Extracto:
::::::
15 Jun ¿El precio de la tranquilidad?
Todavía no hemos acabado la discusión con nuestros compañeros veedores, que son buenos tipos pero celosos de lo suyo, como debe ser; pero nosotros somos iguales, así que entre que se resuelve o no el pleito que tenemos, nos lanzamos a escribir este Oidor sobre una película.
Ese es el asunto: ellos no tienen claro de si es cosa nuestra comentarlo, al tratarse de una película. Pero ya veréis que sí.
Hablamos en realidad de dos películas, Un lugar tranquilo y su secuela Un lugar tranquilo 2, de 2018 y 2020. Ambas dirigidas por el actor-director John Krasinski y protagonizadas por él y por Emily Blunt. Quizá son lo que hasta hace poco se llamaría serie B, porque son muy de género, y movilizan medios evidentemente limitados, pero ese «evidentemente» no se refiere al resultado, que es de un acabado de serie A. La producción ha conseguido pulir cualquier aspereza pobretona, y además se ha conseguido en postproducción unos bichos-monstruos que ya los quisiera Spielberg para ET y otras. Sí, hay bichos: unos alienígenas llegan a la Tierra y, sin que nadie explique nada a nadie, y por lo tanto tampoco al espectador, se dedican a cargarse terráqueos. A ver si conseguimos cortarnos y no contamos lo que nos tememos que los compañeros veedores van a contar, y vamos a nuestro grano: los bichos malvados espaciales son ciegos, y localizan a sus víctimas, que son todo lo que se mueve y no sólo humanos, por el oído. Eso lo aprenden muy pronto los humanos, que no son muchos los que van quedando, y muy pronto la película nos sitúa al año y medio de la invasión, con las personas que quedan ya aprendidas y estudiadas, y haciendo su vida nueva y rara e intentando sobrevivir en silencio.
::::::
Sección de datos:
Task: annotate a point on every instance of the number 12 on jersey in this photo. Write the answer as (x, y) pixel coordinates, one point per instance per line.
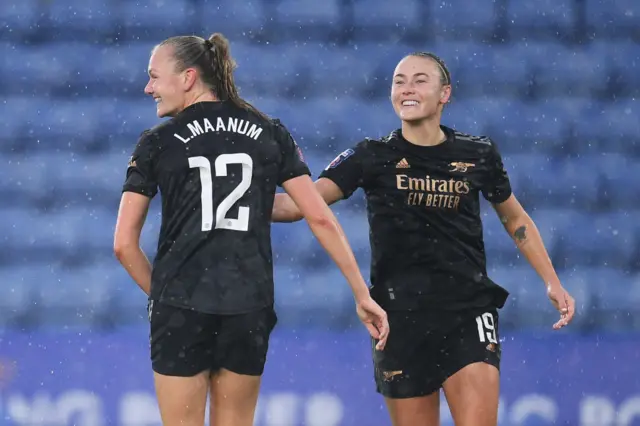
::::::
Ejercicios:
- a) Devuelve el fragmento del extracto que va de "Todavía no hemos" a "sobre una película.", ambos incluidos.
- b) Según el extracto, ¿cómo localizan los alienígenas a sus víctimas?

Respuestas por tarea:
- a)
Todavía no hemos acabado la discusión con nuestros compañeros veedores, que son buenos tipos pero celosos de lo suyo, como debe ser; pero nosotros somos iguales, así que entre que se resuelve o no el pleito que tenemos, nos lanzamos a escribir este Oidor sobre una película.

- b) Por el oído, ya que son ciegos.